EXERCISE:
Copy out, line for line and unchanged, everything in the listing from the line containing "mark the region of every instance of the banner" down to the line containing "129], [260, 135]]]", both of those lines included.

Shape labeling listing
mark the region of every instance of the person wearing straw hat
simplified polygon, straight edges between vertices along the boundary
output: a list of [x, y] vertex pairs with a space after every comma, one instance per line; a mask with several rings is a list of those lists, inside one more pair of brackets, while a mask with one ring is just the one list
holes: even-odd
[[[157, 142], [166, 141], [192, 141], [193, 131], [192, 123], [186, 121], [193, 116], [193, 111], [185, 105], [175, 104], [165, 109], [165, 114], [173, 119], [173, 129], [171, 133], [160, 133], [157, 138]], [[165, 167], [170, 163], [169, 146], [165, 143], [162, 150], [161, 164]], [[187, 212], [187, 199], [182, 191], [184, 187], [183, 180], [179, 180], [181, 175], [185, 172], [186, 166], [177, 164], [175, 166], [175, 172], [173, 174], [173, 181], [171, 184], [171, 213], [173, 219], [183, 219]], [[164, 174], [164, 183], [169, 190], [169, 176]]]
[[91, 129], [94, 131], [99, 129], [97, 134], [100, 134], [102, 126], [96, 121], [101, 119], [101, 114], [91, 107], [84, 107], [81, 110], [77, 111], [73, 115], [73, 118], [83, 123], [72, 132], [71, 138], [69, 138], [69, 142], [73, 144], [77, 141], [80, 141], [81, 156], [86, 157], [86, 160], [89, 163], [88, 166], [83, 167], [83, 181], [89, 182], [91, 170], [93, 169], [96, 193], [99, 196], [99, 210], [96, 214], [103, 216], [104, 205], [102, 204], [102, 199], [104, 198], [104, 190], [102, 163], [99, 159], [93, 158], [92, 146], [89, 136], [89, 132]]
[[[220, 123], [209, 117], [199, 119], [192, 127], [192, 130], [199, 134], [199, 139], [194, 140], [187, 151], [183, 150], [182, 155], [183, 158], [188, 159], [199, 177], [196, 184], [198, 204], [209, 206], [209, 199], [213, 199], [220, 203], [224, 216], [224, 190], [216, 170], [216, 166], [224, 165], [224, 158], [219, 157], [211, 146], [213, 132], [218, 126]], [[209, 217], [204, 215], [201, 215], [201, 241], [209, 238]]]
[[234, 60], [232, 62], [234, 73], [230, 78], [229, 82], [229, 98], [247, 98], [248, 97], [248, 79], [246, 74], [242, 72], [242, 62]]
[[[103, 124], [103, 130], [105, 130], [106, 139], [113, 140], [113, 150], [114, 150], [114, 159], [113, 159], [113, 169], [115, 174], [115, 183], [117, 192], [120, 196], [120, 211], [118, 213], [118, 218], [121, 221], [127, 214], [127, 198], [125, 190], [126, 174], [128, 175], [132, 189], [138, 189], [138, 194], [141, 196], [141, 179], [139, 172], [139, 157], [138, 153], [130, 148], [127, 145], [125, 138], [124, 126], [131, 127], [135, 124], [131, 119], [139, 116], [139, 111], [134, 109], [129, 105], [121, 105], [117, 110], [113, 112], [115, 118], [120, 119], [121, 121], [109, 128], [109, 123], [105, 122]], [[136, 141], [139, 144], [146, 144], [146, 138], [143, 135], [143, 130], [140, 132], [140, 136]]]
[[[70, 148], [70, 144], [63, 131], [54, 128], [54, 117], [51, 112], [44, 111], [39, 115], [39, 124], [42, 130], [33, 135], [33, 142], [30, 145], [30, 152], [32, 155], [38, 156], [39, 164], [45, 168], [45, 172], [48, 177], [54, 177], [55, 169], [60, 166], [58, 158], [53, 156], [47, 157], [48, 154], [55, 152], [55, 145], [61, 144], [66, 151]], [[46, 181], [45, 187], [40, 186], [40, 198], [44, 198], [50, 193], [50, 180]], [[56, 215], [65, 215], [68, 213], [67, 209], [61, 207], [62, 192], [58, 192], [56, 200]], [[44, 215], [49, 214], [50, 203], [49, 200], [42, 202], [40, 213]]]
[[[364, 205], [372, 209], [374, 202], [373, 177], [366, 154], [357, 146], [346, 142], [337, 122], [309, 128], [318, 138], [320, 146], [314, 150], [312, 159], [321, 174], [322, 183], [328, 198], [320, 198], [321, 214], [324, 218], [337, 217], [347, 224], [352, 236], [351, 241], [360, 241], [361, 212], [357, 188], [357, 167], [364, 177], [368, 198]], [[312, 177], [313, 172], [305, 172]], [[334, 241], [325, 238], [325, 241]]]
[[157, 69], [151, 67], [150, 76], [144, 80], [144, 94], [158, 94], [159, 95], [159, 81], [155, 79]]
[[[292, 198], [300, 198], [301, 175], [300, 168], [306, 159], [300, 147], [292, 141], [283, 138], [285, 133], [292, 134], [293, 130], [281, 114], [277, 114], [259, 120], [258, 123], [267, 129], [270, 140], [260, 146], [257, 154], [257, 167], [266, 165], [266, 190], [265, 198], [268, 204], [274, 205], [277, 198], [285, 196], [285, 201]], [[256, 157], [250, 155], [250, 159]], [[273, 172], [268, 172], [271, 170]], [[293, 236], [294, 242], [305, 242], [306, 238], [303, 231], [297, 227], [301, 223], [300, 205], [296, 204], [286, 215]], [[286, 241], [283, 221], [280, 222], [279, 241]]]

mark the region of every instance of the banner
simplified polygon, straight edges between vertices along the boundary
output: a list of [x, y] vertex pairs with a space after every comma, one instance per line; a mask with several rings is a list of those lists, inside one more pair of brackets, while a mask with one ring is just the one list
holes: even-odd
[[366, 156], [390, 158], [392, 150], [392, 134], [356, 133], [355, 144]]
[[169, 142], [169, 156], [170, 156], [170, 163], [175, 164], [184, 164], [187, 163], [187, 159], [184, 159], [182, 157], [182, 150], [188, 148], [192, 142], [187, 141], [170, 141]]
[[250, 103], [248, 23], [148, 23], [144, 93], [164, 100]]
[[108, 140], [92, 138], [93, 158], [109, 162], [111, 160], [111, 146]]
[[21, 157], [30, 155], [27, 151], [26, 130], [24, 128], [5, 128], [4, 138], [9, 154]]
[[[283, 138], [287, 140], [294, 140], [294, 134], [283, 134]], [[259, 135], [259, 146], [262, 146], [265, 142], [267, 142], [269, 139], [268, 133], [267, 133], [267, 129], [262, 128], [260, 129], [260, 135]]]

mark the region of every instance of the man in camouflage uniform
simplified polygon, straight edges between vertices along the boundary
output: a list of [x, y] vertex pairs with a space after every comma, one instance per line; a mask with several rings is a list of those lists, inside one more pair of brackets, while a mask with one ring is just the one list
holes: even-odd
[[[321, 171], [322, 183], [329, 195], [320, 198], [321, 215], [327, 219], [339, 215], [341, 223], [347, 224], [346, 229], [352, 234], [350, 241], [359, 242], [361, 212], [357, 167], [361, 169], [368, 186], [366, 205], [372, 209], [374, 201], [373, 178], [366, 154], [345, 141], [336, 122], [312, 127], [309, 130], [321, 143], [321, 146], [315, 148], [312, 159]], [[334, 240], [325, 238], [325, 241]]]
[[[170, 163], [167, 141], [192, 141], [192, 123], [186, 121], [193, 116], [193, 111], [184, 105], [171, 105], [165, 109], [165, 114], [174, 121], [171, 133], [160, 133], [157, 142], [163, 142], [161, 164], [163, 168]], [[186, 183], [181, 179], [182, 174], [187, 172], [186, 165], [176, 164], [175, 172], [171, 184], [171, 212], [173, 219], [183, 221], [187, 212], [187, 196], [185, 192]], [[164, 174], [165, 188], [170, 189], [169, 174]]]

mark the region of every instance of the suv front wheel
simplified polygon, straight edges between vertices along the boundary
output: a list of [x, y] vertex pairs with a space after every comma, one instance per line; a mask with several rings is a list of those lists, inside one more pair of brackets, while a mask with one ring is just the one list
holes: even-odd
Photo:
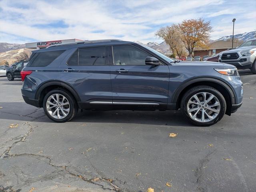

IN RESPONSE:
mark the region of every instance of the banner
simplified polygon, straight edges between vertices along the boundary
output: a list of [x, y] vertex pairs with a space after every comma, one instance per line; a mask with several rings is a list of those lists, inside one more pair of brackets, while a mask with one ring is just the one list
holes: even-odd
[[366, 156], [390, 158], [392, 150], [392, 134], [356, 133], [355, 144]]
[[169, 142], [169, 156], [170, 156], [170, 163], [175, 164], [184, 164], [187, 163], [187, 159], [184, 159], [182, 157], [182, 150], [188, 148], [192, 142], [187, 141], [170, 141]]
[[250, 103], [248, 23], [148, 23], [144, 93], [164, 100]]
[[108, 140], [92, 138], [93, 158], [109, 162], [111, 160], [111, 146]]
[[21, 157], [30, 155], [27, 151], [26, 130], [24, 128], [5, 128], [4, 138], [9, 154]]
[[[283, 138], [287, 140], [294, 140], [294, 134], [283, 134]], [[259, 135], [259, 146], [262, 146], [265, 142], [267, 142], [269, 139], [268, 133], [267, 133], [267, 129], [262, 128], [260, 129], [260, 135]]]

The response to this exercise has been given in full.